-- Begin TEXT TO READ --
I would consider myself a confident
young woman, content with my capabilities and the skin in which I
live. However, as a lot of individuals do, I struggle a little with
my weight. It does not help that I have one of those boyfriends who
eats food like Noo-Noo from the Teletubbies, and somehow transfers
those excess trans-fats over to me instead of him. I also have terrible
commitment problems with exercise. It is not my friend. This morning
I decided to go for a ‘run’, 20 minutes later I was back in the
sofa eating a cookie watching ‘How I Met Your Mother’. I fully
acknowledge that my NHS proclaimed overweightness is due to my own
doing and regardless, as previously stated, I remain confident in
myself.
The problem comes when individuals are
not so confident, and who can blame them when we are all constantly
being attacked by ‘fat haters’. While it is noted that men are
also bombarded with anti-fat campaigns, I feel that women are the
undeniable targets of body-related nastiness. Every magazine cover
spouts tricks for being the perfect size, and photoshops the excess
anything off their cover ladies, whilst somehow still maintaining
that you should love yourself in matter what. My computer screen is
abused daily with miracle (sometimes scary) weight loss methods.
-- End TEXT TO READ --
-- Begin RECORD EXCERPTS --
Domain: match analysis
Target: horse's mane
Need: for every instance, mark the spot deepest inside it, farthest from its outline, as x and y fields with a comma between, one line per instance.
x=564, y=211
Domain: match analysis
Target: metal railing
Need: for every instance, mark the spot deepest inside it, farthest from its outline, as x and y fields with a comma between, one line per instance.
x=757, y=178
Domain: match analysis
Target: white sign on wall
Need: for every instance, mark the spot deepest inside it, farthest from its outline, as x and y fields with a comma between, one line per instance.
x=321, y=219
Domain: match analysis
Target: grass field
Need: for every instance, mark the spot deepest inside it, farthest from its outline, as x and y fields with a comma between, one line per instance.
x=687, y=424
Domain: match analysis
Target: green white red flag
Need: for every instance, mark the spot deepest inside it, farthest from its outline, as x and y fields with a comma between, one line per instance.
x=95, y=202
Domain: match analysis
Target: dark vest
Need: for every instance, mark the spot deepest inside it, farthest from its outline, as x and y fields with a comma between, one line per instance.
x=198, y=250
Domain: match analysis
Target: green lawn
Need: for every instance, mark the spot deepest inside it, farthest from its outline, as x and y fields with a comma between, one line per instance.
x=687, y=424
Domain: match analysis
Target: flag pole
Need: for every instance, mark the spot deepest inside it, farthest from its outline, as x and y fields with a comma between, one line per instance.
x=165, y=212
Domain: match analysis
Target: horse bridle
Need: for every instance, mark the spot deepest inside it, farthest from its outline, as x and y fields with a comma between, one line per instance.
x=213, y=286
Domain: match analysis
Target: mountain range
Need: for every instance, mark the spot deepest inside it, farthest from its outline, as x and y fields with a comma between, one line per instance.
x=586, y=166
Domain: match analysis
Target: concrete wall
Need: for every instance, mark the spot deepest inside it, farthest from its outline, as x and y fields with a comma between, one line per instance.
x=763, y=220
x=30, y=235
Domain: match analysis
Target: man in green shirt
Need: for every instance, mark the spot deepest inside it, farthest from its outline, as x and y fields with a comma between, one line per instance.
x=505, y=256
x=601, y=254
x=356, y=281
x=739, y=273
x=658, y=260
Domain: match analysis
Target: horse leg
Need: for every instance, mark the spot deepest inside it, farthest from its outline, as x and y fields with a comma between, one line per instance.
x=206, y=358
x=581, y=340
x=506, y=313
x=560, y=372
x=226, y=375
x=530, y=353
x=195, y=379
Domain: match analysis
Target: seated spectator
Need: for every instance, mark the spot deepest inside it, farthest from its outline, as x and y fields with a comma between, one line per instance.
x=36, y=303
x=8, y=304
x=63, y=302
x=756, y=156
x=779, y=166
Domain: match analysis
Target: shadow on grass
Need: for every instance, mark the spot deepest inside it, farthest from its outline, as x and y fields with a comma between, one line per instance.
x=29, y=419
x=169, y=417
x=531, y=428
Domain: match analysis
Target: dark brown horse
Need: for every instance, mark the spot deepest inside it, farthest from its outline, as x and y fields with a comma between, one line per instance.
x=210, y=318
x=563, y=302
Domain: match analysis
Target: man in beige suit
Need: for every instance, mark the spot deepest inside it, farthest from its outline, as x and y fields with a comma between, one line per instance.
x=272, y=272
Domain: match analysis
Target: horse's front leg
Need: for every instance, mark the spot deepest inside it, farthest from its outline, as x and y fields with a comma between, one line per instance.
-- End RECORD EXCERPTS --
[PROBLEM DESCRIPTION]: In the text on weight and body image, substitute "diet advertisements" for "anti-fat campaigns" and write out the part that opens with the words containing "The problem comes" and closes with "weight loss methods.".

[RESULT BELOW]:
The problem comes when individuals are
not so confident, and who can blame them when we are all constantly
being attacked by ‘fat haters’. While it is noted that men are
also bombarded with diet advertisements, I feel that women are the
undeniable targets of body-related nastiness. Every magazine cover
spouts tricks for being the perfect size, and photoshops the excess
anything off their cover ladies, whilst somehow still maintaining
that you should love yourself in matter what. My computer screen is
abused daily with miracle (sometimes scary) weight loss methods.